*** SOURCE DATA ***

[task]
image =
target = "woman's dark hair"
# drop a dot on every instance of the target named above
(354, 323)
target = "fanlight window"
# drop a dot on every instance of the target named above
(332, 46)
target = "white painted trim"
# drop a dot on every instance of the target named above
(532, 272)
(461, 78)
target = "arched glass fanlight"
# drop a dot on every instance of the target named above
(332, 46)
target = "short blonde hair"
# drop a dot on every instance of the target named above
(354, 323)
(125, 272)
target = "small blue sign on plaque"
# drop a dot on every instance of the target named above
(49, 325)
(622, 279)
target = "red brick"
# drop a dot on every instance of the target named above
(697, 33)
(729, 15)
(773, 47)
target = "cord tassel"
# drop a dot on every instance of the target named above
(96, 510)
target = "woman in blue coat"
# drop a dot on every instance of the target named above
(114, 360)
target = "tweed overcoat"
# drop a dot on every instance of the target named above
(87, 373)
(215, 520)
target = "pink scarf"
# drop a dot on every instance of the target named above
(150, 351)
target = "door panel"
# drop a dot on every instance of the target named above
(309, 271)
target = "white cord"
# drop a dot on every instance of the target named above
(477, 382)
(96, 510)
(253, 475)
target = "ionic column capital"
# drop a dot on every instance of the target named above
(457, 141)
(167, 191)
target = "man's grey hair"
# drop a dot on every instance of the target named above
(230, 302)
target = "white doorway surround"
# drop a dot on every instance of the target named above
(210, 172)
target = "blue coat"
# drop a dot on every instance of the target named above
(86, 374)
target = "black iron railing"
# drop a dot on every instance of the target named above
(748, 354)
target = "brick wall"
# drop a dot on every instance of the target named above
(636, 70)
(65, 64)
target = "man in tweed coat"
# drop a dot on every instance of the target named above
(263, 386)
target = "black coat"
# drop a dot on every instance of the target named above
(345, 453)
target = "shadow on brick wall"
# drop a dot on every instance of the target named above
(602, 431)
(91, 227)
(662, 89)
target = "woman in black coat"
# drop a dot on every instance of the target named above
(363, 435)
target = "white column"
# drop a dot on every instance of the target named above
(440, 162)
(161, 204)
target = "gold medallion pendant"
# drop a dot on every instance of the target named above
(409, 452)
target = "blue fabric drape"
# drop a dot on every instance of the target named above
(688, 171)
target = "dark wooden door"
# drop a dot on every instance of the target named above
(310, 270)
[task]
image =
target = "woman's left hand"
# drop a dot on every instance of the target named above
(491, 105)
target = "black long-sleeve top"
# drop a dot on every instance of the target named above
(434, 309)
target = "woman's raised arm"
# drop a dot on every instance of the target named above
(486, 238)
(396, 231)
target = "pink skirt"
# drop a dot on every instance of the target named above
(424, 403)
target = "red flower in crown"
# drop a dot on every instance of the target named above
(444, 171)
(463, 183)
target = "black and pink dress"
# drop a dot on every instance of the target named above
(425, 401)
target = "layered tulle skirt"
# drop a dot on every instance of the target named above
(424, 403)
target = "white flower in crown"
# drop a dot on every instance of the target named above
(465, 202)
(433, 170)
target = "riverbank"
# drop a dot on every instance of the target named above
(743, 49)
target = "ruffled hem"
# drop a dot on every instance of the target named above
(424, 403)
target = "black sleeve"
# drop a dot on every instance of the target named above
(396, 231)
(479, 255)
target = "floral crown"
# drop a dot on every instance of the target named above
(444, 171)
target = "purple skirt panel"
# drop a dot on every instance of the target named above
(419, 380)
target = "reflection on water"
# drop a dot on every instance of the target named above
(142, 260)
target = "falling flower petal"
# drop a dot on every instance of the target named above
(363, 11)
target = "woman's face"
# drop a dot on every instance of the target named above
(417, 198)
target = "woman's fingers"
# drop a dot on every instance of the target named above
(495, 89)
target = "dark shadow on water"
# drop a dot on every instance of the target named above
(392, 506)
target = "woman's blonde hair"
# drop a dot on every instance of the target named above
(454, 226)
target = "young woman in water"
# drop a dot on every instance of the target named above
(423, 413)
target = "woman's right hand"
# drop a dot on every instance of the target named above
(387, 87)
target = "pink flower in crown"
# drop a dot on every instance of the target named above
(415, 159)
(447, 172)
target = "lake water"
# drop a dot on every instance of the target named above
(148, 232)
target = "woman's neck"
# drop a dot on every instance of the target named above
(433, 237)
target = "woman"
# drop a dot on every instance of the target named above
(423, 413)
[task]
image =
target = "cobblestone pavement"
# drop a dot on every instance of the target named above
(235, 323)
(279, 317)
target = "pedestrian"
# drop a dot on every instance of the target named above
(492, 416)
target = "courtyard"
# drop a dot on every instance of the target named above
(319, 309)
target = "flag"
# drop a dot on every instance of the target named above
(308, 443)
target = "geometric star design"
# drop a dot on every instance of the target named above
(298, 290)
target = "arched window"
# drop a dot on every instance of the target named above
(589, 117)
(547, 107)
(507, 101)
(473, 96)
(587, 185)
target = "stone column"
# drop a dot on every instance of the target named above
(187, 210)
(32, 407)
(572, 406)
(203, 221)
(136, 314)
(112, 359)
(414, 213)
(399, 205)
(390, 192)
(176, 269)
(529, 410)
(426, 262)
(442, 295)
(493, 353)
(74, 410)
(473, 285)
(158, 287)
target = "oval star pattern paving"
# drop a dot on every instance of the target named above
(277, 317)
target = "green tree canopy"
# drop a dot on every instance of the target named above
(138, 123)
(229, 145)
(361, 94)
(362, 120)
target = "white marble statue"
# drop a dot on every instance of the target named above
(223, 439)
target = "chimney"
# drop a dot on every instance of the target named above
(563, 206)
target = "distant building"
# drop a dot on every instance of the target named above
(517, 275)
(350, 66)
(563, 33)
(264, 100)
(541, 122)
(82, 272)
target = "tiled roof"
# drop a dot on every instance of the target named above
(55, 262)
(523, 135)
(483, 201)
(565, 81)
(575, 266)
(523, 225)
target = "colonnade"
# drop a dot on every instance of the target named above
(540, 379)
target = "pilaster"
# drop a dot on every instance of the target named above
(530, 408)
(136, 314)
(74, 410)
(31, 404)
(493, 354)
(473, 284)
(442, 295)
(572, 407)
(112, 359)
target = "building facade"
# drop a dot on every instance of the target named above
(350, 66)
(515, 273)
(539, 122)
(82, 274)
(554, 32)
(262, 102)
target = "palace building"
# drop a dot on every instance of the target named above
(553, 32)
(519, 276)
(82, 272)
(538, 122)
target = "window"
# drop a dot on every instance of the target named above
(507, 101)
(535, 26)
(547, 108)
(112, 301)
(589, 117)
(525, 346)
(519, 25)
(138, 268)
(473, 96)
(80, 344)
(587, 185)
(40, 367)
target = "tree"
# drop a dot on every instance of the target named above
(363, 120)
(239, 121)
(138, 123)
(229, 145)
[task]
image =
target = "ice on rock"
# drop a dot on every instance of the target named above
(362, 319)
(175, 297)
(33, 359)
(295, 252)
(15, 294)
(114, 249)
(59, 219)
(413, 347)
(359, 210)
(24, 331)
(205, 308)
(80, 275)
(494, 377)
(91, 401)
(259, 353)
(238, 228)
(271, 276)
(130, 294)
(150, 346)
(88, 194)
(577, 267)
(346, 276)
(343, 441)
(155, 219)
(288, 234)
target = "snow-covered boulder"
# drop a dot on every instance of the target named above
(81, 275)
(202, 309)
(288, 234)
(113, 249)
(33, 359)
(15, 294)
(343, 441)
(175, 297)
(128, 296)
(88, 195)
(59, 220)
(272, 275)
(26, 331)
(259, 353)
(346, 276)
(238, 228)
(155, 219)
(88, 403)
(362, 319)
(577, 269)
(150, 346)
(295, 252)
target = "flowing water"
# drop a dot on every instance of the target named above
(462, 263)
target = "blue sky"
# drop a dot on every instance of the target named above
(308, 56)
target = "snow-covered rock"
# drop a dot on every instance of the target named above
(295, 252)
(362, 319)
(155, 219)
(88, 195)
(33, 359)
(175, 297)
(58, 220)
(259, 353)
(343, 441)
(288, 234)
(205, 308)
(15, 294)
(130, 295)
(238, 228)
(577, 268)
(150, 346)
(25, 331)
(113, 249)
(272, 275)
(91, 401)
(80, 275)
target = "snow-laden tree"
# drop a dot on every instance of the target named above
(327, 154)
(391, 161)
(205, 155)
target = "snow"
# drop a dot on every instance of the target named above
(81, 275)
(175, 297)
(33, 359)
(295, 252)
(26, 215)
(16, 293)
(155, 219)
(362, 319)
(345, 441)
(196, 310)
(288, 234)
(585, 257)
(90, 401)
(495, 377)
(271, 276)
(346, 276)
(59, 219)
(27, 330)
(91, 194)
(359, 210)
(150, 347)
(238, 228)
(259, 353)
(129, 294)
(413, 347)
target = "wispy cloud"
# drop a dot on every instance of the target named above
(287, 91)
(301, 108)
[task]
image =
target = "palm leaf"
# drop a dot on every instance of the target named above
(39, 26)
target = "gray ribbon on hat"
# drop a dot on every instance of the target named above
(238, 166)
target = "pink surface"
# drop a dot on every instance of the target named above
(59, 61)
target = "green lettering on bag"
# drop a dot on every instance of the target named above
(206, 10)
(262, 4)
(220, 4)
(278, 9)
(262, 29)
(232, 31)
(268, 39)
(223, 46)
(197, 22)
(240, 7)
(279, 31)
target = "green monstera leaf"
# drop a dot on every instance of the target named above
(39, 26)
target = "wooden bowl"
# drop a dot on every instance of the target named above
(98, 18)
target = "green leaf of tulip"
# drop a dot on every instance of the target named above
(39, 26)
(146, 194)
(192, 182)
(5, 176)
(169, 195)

***

Collect every line above that contains the word "black", and copy each one out in full.

IN RESPONSE
target = "black iron railing"
target = "black coat"
target = "woman in black coat"
target = "black long-sleeve top"
target = "black and pink dress"
target = "black sleeve"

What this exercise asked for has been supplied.